Segment Start: Exercise text
# Periods after failed IVF Cycles



## tina321 (Jul 2, 2014)

Hello Ladies,

I hope it is ok to join you and I am hoping you can help me out.

I had a failed 3 embies IVF transfer back in August   I was disappointed but motivated to start again...

As my stimulation was in July, I wanted to start another stim this month/October.
At the beginning of September, after the BNF I stopped my meds (progesterone and patch). I got my period 2 days later but 10 days late from my regular cycle.  I bleed for about 8 days heavily which was normal from what I was told... usually I bleed last only 3-5 days and had always has a 28 days cycle.

I am on Levothyroxine 50 for hight TSH  and Dostinex for high prolactine

Now my period have disappeared... I am even 2 weeks late and I am losing hope.

Has anyone ever had this issue 

Please give me your feedback.... I am very very worried.

Much Love


----------



## angelica_wales (Oct 10, 2012)

Hi Tina

I'm sorry you've had a rough time but glad you've got the motivation to try again

Unfortunately,  after a medicated cycle it can take months to get back to normal.  It's not unheard for ladies to go months before getting AF after a failed cycle

I hope things settle down for you soon.  If you are worried at all you should call your clinic 

Angelica
xx


----------



## tina321 (Jul 2, 2014)

Thank you Angelica ...

I still have few period like cramps time to time which is giving me some hopes.
I did some blood test today ...I am not sure if all is ok but hope to told to my docs tomorrow:

- Oestradiol 122 pg/mL
- Progesterone 6,,24 ng/mL
- TSH 2,16 mUI/L
- T$L 8,46 ng/L

Have a great evening 

Bisous


----------



## tina321 (Jul 2, 2014)

Hello Girls ...


Just a little update.. I finally got my period and did the blood test and scan.
All should be ok for me to start stimulation next Tuesday.

Thanks you all again for the support

Bisoux


----------
Segment End: Exercise text
Segment Start: Records shown
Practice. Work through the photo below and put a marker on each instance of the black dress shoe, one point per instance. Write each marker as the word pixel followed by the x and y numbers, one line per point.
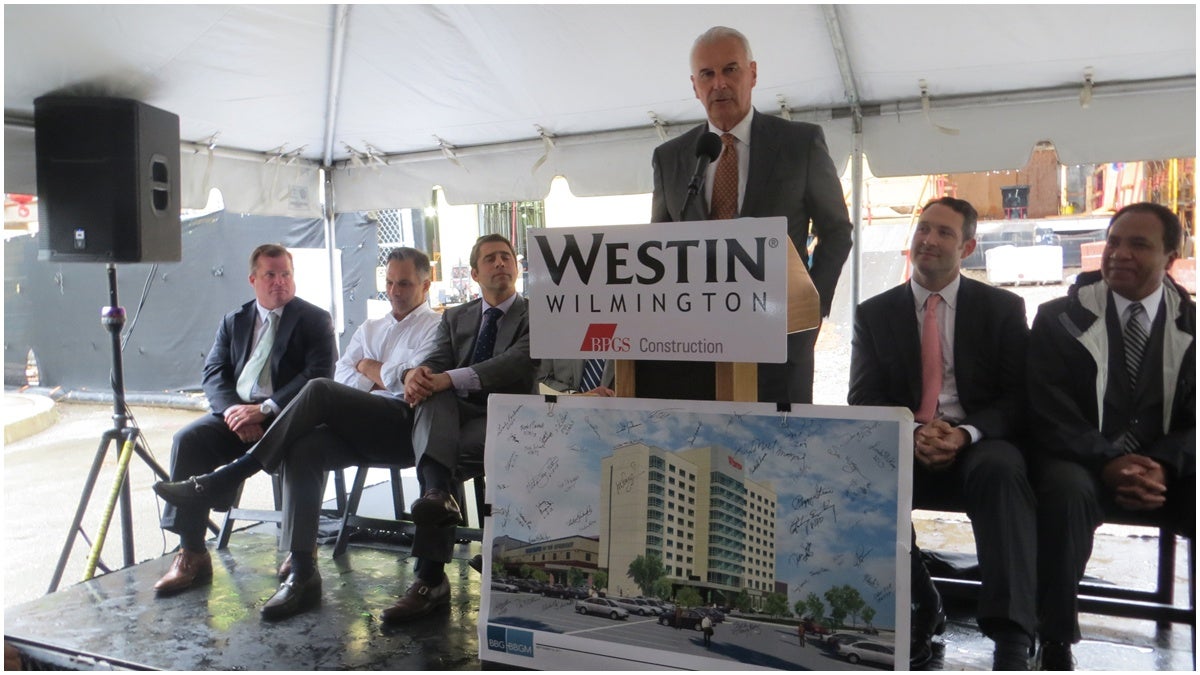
pixel 925 623
pixel 196 491
pixel 293 597
pixel 436 509
pixel 1055 656
pixel 420 599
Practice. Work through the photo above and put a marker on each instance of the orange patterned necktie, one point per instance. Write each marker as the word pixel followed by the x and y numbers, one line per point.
pixel 725 181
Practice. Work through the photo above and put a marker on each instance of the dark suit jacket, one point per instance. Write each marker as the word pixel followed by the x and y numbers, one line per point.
pixel 1066 388
pixel 791 174
pixel 304 350
pixel 510 370
pixel 990 338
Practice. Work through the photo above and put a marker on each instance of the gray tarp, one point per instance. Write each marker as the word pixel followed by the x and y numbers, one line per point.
pixel 54 309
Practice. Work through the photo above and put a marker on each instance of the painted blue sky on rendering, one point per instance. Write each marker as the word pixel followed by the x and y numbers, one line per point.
pixel 834 477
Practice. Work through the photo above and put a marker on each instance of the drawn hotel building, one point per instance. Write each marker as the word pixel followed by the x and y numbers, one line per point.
pixel 713 527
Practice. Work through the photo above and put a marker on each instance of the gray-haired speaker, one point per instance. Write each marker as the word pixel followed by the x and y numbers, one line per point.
pixel 107 180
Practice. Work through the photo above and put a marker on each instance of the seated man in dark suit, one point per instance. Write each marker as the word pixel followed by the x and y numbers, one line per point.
pixel 483 347
pixel 358 418
pixel 1113 377
pixel 953 351
pixel 593 377
pixel 263 354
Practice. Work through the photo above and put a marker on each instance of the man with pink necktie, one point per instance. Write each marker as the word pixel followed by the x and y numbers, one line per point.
pixel 953 351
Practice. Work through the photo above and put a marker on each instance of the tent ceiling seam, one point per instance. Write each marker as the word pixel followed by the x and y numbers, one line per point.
pixel 1056 94
pixel 336 60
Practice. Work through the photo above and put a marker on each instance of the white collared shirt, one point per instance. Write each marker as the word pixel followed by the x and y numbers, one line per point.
pixel 742 132
pixel 399 345
pixel 466 380
pixel 1150 303
pixel 263 389
pixel 948 405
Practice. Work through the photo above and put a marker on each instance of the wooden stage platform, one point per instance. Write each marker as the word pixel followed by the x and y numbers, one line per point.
pixel 117 621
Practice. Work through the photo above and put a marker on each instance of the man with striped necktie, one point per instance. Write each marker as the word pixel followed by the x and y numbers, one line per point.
pixel 1113 399
pixel 952 350
pixel 593 377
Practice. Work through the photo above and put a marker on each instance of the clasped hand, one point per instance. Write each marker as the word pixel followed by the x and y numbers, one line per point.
pixel 420 383
pixel 246 420
pixel 1139 483
pixel 936 444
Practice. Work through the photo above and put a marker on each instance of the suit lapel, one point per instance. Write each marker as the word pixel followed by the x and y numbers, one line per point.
pixel 467 332
pixel 762 159
pixel 909 340
pixel 243 335
pixel 697 208
pixel 509 323
pixel 288 318
pixel 969 318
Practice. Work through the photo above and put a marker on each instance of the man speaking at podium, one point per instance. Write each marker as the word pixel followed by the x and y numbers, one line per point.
pixel 767 167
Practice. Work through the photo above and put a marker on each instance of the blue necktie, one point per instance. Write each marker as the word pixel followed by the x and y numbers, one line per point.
pixel 486 342
pixel 593 370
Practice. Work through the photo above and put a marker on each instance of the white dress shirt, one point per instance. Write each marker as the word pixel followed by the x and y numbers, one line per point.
pixel 1150 303
pixel 399 345
pixel 948 405
pixel 742 132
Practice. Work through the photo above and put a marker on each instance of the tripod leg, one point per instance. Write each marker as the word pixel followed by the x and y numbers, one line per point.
pixel 89 485
pixel 131 437
pixel 114 495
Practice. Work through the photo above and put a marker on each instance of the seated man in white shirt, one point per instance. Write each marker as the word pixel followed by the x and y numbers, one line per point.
pixel 359 418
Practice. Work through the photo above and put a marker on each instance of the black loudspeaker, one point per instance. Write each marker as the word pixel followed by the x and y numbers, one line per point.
pixel 107 180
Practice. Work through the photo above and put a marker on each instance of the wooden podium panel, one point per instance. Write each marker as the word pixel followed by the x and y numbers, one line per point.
pixel 739 381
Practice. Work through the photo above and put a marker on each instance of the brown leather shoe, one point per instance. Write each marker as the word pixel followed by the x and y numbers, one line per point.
pixel 436 508
pixel 187 569
pixel 420 599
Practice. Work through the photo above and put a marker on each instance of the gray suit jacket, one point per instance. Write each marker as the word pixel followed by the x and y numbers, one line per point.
pixel 510 370
pixel 990 339
pixel 791 174
pixel 304 350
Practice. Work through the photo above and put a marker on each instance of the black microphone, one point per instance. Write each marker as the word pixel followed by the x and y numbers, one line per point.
pixel 708 148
Segment End: Records shown
#### Task requirements:
Please reproduce the entire forum thread above about periods after failed IVF cycles, word for word and in full.

#### Written solution:
# Periods after failed IVF Cycles



## tina321 (Jul 2, 2014)

Hello Ladies,

I hope it is ok to join you and I am hoping you can help me out.

I had a failed 3 embies IVF transfer back in August   I was disappointed but motivated to start again...

As my stimulation was in July, I wanted to start another stim this month/October.
At the beginning of September, after the BNF I stopped my meds (progesterone and patch). I got my period 2 days later but 10 days late from my regular cycle.  I bleed for about 8 days heavily which was normal from what I was told... usually I bleed last only 3-5 days and had always has a 28 days cycle.

I am on Levothyroxine 50 for hight TSH  and Dostinex for high prolactine

Now my period have disappeared... I am even 2 weeks late and I am losing hope.

Has anyone ever had this issue 

Please give me your feedback.... I am very very worried.

Much Love


----------



## angelica_wales (Oct 10, 2012)

Hi Tina

I'm sorry you've had a rough time but glad you've got the motivation to try again

Unfortunately,  after a medicated cycle it can take months to get back to normal.  It's not unheard for ladies to go months before getting AF after a failed cycle

I hope things settle down for you soon.  If you are worried at all you should call your clinic 

Angelica
xx


----------



## tina321 (Jul 2, 2014)

Thank you Angelica ...

I still have few period like cramps time to time which is giving me some hopes.
I did some blood test today ...I am not sure if all is ok but hope to told to my docs tomorrow:

- Oestradiol 122 pg/mL
- Progesterone 6,,24 ng/mL
- TSH 2,16 mUI/L
- T$L 8,46 ng/L

Have a great evening 

Bisous


----------



## tina321 (Jul 2, 2014)

Hello Girls ...


Just a little update.. I finally got my period and did the blood test and scan.
All should be ok for me to start stimulation next Tuesday.

Thanks you all again for the support

Bisoux


----------